Collected data entries:
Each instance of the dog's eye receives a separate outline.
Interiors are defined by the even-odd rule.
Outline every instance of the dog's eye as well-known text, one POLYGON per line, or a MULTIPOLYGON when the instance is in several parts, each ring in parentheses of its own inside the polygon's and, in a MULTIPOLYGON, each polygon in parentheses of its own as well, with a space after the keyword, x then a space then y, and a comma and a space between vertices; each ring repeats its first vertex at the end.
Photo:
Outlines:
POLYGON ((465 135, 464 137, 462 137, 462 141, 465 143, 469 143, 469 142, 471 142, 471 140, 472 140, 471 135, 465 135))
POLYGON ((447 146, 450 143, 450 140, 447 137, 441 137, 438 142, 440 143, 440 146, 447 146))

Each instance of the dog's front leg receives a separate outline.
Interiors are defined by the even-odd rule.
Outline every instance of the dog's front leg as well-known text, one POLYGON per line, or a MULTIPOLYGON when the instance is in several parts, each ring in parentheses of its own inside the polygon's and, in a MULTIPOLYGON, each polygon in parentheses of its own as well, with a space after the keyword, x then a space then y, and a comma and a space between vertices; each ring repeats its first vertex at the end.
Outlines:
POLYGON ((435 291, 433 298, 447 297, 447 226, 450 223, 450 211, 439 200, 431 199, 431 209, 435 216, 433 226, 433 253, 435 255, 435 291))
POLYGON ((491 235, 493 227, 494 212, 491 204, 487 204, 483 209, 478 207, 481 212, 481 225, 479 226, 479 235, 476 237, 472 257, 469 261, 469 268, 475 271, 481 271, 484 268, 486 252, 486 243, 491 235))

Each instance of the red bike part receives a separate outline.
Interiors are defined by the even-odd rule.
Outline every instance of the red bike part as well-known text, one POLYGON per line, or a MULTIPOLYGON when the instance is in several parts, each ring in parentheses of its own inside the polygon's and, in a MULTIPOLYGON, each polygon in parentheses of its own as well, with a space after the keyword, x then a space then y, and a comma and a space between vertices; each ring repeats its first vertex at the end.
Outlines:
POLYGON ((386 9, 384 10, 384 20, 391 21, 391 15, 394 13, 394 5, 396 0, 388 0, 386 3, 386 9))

→ **WHAT NEEDS TO BE DONE**
Write out the records shown above, exactly as they appear.

→ **OUTPUT BELOW**
Each instance of the dog's eye receives a separate outline.
Interiors are defined by the even-odd rule.
Outline every instance of the dog's eye as well-known text, one POLYGON per line, or a MULTIPOLYGON when the instance is in several parts, each ring in parentheses of its own inside the polygon's and, in a MULTIPOLYGON, each polygon in parentheses of its own as well, with a space after the keyword, x then a space then y, and a comma and a space between vertices; each ring repeats its first vertex at the end.
Photo:
Outlines:
POLYGON ((465 135, 464 137, 462 137, 462 141, 465 143, 469 143, 469 142, 471 142, 471 140, 472 140, 471 135, 465 135))
POLYGON ((447 146, 450 143, 450 140, 447 137, 441 137, 438 142, 440 143, 440 146, 447 146))

Each instance of the dog's front leg receives a separate outline.
Interiors are defined by the even-odd rule.
Outline every instance of the dog's front leg as well-known text, one POLYGON per line, or a MULTIPOLYGON when the instance is in several parts, each ring in parentheses of its own inside the polygon's and, in a MULTIPOLYGON, each polygon in parentheses of its own as well, with a space after the keyword, x then a space then y, and a comma and a space between vertices; each ring repeats its first vertex at the end.
Outlines:
POLYGON ((435 291, 433 298, 447 297, 447 226, 450 223, 450 211, 439 200, 431 199, 431 209, 435 216, 433 226, 433 253, 435 255, 435 291))
POLYGON ((491 235, 493 227, 494 212, 491 204, 487 204, 483 209, 478 207, 481 212, 481 225, 479 226, 479 235, 476 237, 472 257, 469 261, 469 268, 475 271, 481 271, 484 268, 486 252, 486 243, 491 235))

Each instance of the red bike part receives a separate outline.
Interiors are defined by the even-odd rule.
Outline every instance of the red bike part as well-known text, one POLYGON per line, or a MULTIPOLYGON when the instance is in several parts, each ring in parentheses of its own inside the polygon's and, in a MULTIPOLYGON, each polygon in parentheses of its own as well, with a space after the keyword, x then a space then y, and a comma and a space between vertices; each ring repeats its first vertex at the end.
Outlines:
POLYGON ((386 9, 384 10, 384 20, 391 21, 391 15, 394 13, 394 5, 396 0, 388 0, 386 3, 386 9))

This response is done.